_Your task_
Rewrite the material below, swapping each "railing" for "fence" and leaving everything else unchanged.

########

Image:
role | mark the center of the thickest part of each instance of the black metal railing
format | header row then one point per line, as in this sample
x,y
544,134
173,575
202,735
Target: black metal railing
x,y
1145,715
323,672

########

_Full answer_
Image:
role | mark the center of the thickest part of each instance of the black metal fence
format | header row then one point per line, as in this sample
x,y
544,134
173,575
202,735
Target: black metal fence
x,y
1145,715
323,672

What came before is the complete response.